**Task goal**: Resume the article on the fourth-century cathedral found at Tower Hill in London, picking up directly after its final sentence.

**Given passage**:
The building would have been one of the world's largest early churches. Only those of Italy and Trier in Germany were bigger.

Months of analysis of data from excavations on the site have revealed the existence of a 100m-long, 50m-wide building almost identical in design though slightly larger than the church of St Thecla in Milan, the largest church in the then capital of the Roman Empire.

It is even possible that this early cathedral was London's first St Paul's.

Archaeological research by David Sankey, a Museum of London archaeologist, indicates the Tower Hill building was constructed between AD350 and AD400.

Its most likely founder was a fanatically ambitious head of the Roman army in Britain, a deeply religious zealot named Magnus Maximus, which translates literally as "Great the Greatest".

He desperately wanted to be Emperor and succeeded in becaming ruler of most of western Europe from AD383 to 388, using Britain as his power base.

The Tower Hill cathedral was probably built in the late 370s or early 380s as part of Maximus's quest for Imperial glory. Its construction would have endeared the partly Christianised population to their benefactor.

The giant edifice was built of secondhand masonry (reused from other nearby earlier structures) and decorated in part with a wafer-thin veneer of black marble. Some architectural details were also pointed up in white marble, the walls were painted in red, white, grey, pink and yellow designs, and the floor was made of broken tile embedded in a sort of cement

The date of building, the probable political motive for its construction and a series of little-known ancient texts all suggest it may have been dedicated to St Paul, like London's later cathedrals.

In the second half of the 4th century, St Paul temporarily superseded St Peter in religious importance. This is expressed in mosaics and other art works throughout the empire where Paul replaces Peter at the right hand of Christ.

**Recorded data**:
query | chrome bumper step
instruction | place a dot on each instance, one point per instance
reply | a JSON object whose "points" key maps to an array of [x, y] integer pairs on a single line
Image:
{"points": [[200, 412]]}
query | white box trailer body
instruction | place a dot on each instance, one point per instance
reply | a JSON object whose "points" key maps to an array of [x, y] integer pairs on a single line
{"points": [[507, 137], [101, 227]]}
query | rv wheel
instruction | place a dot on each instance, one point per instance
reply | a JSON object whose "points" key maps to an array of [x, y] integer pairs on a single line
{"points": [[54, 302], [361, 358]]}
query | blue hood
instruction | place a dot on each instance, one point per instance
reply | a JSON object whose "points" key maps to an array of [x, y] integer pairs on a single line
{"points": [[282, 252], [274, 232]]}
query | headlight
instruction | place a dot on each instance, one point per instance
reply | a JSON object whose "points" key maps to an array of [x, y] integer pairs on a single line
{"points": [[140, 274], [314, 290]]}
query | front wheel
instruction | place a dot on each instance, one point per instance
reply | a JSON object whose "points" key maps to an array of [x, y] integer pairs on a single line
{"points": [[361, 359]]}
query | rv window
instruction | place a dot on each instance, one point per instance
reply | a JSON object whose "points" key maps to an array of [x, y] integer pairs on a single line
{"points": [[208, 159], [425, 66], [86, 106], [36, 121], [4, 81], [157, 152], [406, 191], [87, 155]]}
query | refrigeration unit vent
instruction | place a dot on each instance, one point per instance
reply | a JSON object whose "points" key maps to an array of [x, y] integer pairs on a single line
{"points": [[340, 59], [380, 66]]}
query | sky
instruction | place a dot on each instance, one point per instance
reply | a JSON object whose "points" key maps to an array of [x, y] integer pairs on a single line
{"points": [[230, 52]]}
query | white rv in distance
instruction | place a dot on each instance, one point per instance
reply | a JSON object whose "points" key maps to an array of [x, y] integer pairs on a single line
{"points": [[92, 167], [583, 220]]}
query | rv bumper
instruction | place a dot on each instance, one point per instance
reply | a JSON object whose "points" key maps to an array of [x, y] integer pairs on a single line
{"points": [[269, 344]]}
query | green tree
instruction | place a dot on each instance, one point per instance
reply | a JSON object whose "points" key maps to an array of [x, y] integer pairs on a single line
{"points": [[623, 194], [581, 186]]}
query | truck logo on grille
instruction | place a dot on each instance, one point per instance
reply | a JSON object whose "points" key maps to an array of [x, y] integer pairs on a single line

**Reply to the task**:
In politico-religious terms nothing could be calculated to enhance London's status more than to claim that the British capital was a Pauline Apostolic centre like Antioch, Ephesus, Athens and Salonica.

Although it is extremely doubtful that St Paul ever set foot in Britain, a legend to that effect seems to have been developed around the 4th century. The legend appears to have had its genesis in about AD100 when "Bishop" Clement of Rome wrote that Paul had evangelised "at the extremity of the West". But by the early 5th to 7th centuries, some churchmen were claiming that Paul had preached in Spain and "the islands of the Sea" and had "brought the laws of the gospel" to Britain and other lands.

Such legends would have been exploited to the full, if not invented, by ambitious politico-religious fanatics like Magnus Maximus, and apostolic aspirations may have played a key role in the choice of St Paul as London's patron saint.

In the end, Maximus was defeated in battle by the Eastern Roman emperor Theodosios. He was forced to retreat to his headquarters, the Italian city of Aquila, whose inhabitants arrested him and handed him over to the Imperial government. Maximus was executed, and his severed head was sent on a macabre tour of the empire.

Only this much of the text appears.